## APPLY WHAT YOU READ:
• a. In the article on Medicare and rural doctors, what percentage of charges does Tingelstad say he needs at minimum to cover overhead?
• b. Repeat word for word the stretch of the article on Medicare and rural doctors that opens with the words "As Enterprise ages, families" and closes with "as 80% Medicare-supported.".

## PASSAGE SHOWN:
____
The consensus between Euhus and another longtime partner at Winding Waters, Scott Siebe, is that conditions are better for local doctors than they once were. Still, Euhus doesn’t discount what younger doctors will face in coming decades. “Medicare sucks, there’s no other way about it,” he says, adding that the country hasn’t fully addressed how the fast-growing over-65 population will change health care.

As Enterprise ages, families — well-insured ones at that — are disappearing along with sawmill and U.S. Forest Service jobs. As an indicator, the school population in Enterprise has dropped by about 300 students over the past five to seven years.

“You don’t have that nucleus of privately insured people to rely on,” Tingelstad says.

Tingelstad says almost two-thirds of his patients are now on Medicare. He’s being reimbursed 58% percent of what he charges Medicare patients for a typical half hour office visit, and he needs at least 60% of charges to cover overhead. So he says he’s losing money on every office visit by government-insured seniors.

Winding Waters hasn’t fully caluclated its losses on Medicare patients. But Euhus notes that his loyal patient roster — somebody’s mother, a retired Forest Service worker, a California exile — is as high as 80% Medicare-supported.

Some of Oregon’s rural clinics have special designations that insulate them from further cuts on Medicare reimbursement. But Wallowa County is neither suffering from an acute shortage of physicians nor does it score low on indicators such as infant mortality — the two red flags for health regulators.

Having hit a dead end with federal rules, OHSU’s Knapp will now pursue special status for Wallowa as well as Lake County clinics with Gov. Ted Kulongoski. “Otherwise,” she adds, “these clinics just absorb those continued and growing losses.”

Without denying care to federally insured patients (and finding privately insured people to replace them), Grandi says a 4.4% cut this year in Medicare payments might mean Winding Waters doesn’t replace its broken heart monitor or foists its blood-drawing procedures on Wallowa Memorial Hospital up the street. “If we have to absorb it all, it could mean cutting an employee,” she says.

Tingelstad says he can’t get more efficient at Frontier Family Medicine. He says he’s streamlined his operation with an electronic records system and eliminated nurses. The only option he sees is taking on more clerical work himself and working more than his current 75 to 80 hours a week.

LOCAL SYMPATHY FOR THE PLIGHT is muted, even from those in the medical field. Larry Davy, CEO of Wallowa County Health Care District, which runs Wallowa Memorial, chalks up some of doctors’ struggles to their own fussy ways.

“I don’t think we’re in imminent danger with this issue,” Davy says. “Physicians tend to get tunnel vision focused on patient care. When society pushes other issues into their lap they get frustrated and grumpy.”

Both Tingelstad and Grandi realize how their complaints play in a town where quality jobs are scarce, and so tend not to voice certain opinions very loudly, if at all.

“I still make five times what other people make. I have horses. I go on vacation,” Grandi says. “So it’s hard to cry to the public about it.”

The Wallowa County community rallied to support doctors in 1989 when Euhus and Siebe were the only physicians covering the Wallowa Memorial emergency room. The two convinced the county to pay a third doctor to pinch hit in the ER three days a month, but only when they threatened to both leave town one weekend with their fishing poles.

Davy doubts that Wallowa County, now building a new hospital, would step up again to help doctors stretched by Medicare.

Euhus is not sure, however. Life may have been more difficult for his generation of local practitioners, but it’s the new generation of doctors — in demand across the country and often in a lot of medical school debt — that will serve the community. And that’s the reality Enterprise has to live with.

“In the past, you’d pull up your bootstraps and get on with your life,” he says. “But I can see a lot of doctors flinging up their hands and leaving. I would hate to see docs leaving here, but sometimes it takes a jolt to get someone’s attention.”

Already, one doctor in town is unclear about his future, especially if the federal payment picture worsens.

“I would love to stay here,” Tingelstad says. “But we’re not silly enough to stay and risk too much.”
____
## DATA RECORDS:
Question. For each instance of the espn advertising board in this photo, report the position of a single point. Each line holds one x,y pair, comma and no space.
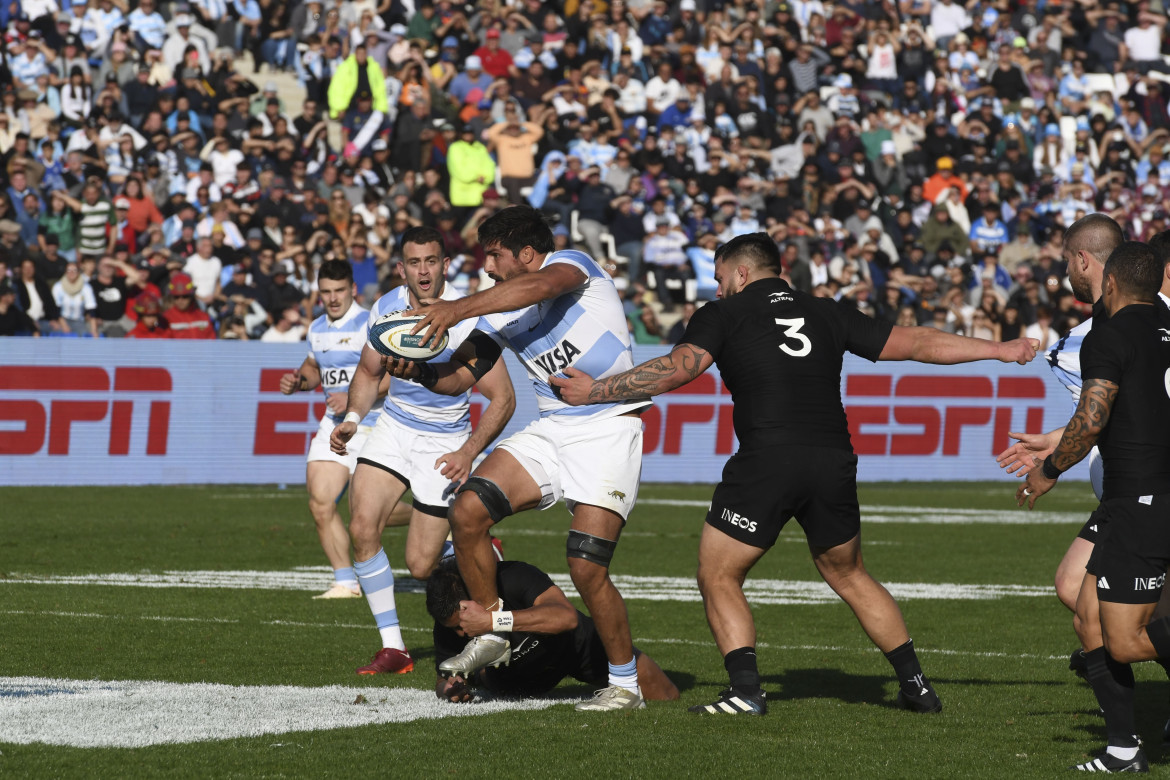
80,412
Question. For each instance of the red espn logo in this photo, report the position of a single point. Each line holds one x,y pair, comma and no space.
53,418
297,411
941,422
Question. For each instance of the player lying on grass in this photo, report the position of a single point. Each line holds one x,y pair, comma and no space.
550,639
779,352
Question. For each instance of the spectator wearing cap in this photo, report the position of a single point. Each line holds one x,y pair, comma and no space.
473,77
287,329
941,229
95,221
183,317
174,50
36,301
150,323
662,90
943,179
513,140
359,78
496,61
111,295
13,319
1144,41
663,254
74,297
146,26
470,168
989,233
593,199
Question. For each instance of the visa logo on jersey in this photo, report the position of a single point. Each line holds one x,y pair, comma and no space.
335,377
557,358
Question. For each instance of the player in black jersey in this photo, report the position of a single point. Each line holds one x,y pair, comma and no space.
550,639
779,352
1124,409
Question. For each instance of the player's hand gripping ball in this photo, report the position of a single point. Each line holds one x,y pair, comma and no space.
391,336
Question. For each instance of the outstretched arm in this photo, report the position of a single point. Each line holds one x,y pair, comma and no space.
654,377
931,345
517,292
1081,433
496,386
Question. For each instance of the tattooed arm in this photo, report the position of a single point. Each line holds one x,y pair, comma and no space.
1081,433
652,378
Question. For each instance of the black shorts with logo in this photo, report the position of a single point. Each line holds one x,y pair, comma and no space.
1133,550
764,488
1092,529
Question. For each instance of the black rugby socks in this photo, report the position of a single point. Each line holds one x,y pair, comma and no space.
742,670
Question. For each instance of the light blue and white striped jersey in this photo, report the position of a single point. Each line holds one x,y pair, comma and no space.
1065,359
412,404
585,329
336,346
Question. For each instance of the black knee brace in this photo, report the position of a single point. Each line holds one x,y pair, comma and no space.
493,497
589,547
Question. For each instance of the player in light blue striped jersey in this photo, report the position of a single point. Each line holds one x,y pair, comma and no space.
422,442
553,309
335,346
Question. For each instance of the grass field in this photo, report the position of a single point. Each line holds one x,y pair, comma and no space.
217,589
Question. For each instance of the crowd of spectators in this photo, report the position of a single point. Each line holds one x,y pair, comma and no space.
915,158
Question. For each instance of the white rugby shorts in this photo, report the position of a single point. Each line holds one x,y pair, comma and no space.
411,456
318,448
599,463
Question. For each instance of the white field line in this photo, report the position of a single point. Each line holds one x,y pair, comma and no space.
869,513
638,640
137,713
645,588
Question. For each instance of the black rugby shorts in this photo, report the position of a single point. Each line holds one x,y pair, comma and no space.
1133,550
764,488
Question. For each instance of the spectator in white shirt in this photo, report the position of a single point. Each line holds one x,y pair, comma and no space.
75,298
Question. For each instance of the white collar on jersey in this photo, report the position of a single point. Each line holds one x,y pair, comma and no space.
353,311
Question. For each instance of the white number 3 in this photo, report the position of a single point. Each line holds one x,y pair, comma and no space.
793,332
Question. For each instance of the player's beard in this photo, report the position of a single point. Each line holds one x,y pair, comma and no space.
1082,290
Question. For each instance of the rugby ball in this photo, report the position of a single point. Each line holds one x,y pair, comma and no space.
391,336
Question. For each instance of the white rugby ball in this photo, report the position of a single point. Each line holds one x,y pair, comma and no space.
391,336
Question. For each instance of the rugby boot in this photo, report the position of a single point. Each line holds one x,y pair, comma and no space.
614,697
389,661
730,702
481,651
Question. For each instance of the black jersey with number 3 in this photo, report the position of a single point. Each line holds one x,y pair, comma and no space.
1131,349
779,352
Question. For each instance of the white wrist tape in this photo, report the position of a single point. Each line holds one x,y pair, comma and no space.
501,621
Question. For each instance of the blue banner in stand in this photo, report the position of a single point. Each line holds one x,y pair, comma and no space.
80,412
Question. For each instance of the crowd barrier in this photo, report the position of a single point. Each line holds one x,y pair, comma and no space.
80,412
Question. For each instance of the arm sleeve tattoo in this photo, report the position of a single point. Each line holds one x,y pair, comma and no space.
654,377
1091,418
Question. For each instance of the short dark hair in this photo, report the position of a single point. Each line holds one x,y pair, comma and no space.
1098,234
756,249
445,591
1161,246
338,270
1137,270
421,234
515,228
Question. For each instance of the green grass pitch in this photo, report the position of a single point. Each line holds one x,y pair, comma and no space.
999,663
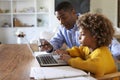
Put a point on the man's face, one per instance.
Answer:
(66, 18)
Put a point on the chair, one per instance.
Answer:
(110, 76)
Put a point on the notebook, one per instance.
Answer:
(48, 59)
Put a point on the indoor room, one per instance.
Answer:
(30, 32)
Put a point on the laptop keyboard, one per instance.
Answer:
(46, 59)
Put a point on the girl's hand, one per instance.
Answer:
(60, 52)
(65, 57)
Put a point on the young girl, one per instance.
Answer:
(96, 33)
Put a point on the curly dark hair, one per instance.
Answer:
(99, 26)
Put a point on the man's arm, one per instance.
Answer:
(115, 48)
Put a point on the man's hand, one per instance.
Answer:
(45, 45)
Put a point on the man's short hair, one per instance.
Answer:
(66, 6)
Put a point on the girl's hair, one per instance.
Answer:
(99, 26)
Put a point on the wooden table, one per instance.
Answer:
(16, 61)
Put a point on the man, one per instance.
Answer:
(68, 31)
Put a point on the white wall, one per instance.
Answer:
(107, 7)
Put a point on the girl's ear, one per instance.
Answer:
(94, 37)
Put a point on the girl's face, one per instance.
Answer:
(86, 39)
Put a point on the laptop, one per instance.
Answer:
(48, 59)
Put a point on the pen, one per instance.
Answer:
(43, 45)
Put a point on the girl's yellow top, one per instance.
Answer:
(98, 62)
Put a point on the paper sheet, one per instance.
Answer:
(42, 73)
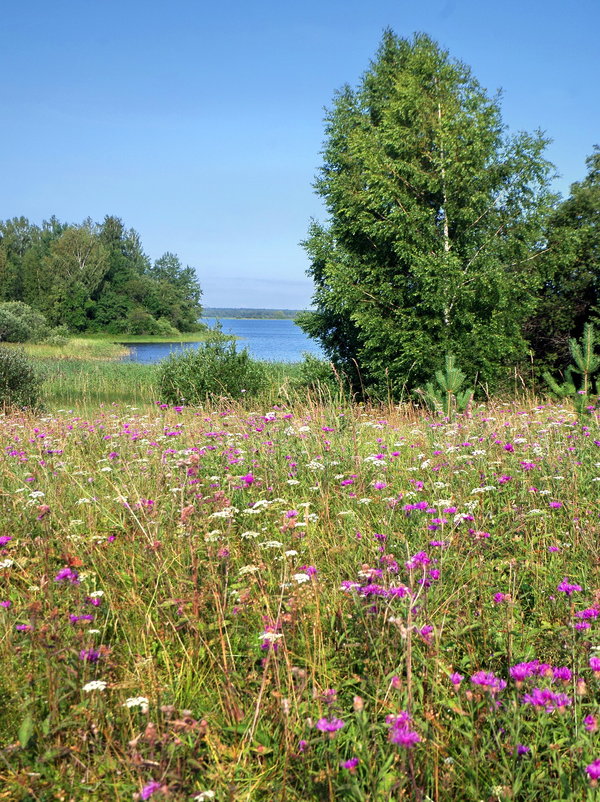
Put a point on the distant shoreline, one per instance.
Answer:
(249, 313)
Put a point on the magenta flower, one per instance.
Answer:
(400, 731)
(330, 725)
(489, 681)
(568, 587)
(546, 699)
(67, 575)
(89, 655)
(593, 770)
(149, 789)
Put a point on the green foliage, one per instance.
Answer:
(570, 294)
(215, 368)
(95, 277)
(586, 365)
(447, 398)
(434, 217)
(20, 323)
(19, 381)
(315, 372)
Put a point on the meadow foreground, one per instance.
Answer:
(304, 603)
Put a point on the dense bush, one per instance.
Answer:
(315, 373)
(58, 336)
(32, 325)
(215, 368)
(12, 328)
(19, 381)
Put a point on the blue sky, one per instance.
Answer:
(200, 124)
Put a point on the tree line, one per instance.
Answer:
(96, 277)
(443, 232)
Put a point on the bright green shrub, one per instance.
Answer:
(19, 381)
(32, 325)
(12, 328)
(215, 368)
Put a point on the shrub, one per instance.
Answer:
(138, 321)
(214, 368)
(19, 381)
(165, 327)
(58, 336)
(32, 324)
(315, 373)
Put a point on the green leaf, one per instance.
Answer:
(26, 730)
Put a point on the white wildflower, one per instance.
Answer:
(137, 701)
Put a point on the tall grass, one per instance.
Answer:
(300, 602)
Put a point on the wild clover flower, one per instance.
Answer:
(150, 789)
(593, 771)
(94, 685)
(567, 587)
(400, 731)
(330, 725)
(546, 699)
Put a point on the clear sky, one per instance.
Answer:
(200, 123)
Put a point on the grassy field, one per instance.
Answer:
(299, 602)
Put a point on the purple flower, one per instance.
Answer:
(149, 789)
(593, 770)
(330, 725)
(67, 574)
(400, 731)
(546, 699)
(89, 655)
(489, 681)
(568, 587)
(562, 673)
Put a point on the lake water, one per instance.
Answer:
(272, 340)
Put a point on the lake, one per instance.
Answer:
(271, 340)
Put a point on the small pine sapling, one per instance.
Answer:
(447, 398)
(586, 364)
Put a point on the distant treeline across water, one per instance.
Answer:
(250, 314)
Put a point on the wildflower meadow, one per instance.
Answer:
(313, 601)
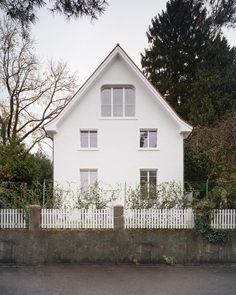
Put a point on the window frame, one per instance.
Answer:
(148, 148)
(89, 148)
(123, 87)
(148, 170)
(89, 170)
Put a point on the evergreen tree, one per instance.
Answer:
(189, 63)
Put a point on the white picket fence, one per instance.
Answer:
(159, 218)
(12, 218)
(77, 218)
(223, 219)
(104, 218)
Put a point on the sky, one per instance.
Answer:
(84, 44)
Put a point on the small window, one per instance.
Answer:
____
## ANSWERS TO THE EXERCISES:
• a. At least 60%.

• b.
As Enterprise ages, families — well-insured ones at that — are disappearing along with sawmill and U.S. Forest Service jobs. As an indicator, the school population in Enterprise has dropped by about 300 students over the past five to seven years.

“You don’t have that nucleus of privately insured people to rely on,” Tingelstad says.

Tingelstad says almost two-thirds of his patients are now on Medicare. He’s being reimbursed 58% percent of what he charges Medicare patients for a typical half hour office visit, and he needs at least 60% of charges to cover overhead. So he says he’s losing money on every office visit by government-insured seniors.

Winding Waters hasn’t fully caluclated its losses on Medicare patients. But Euhus notes that his loyal patient roster — somebody’s mother, a retired Forest Service worker, a California exile — is as high as 80% Medicare-supported.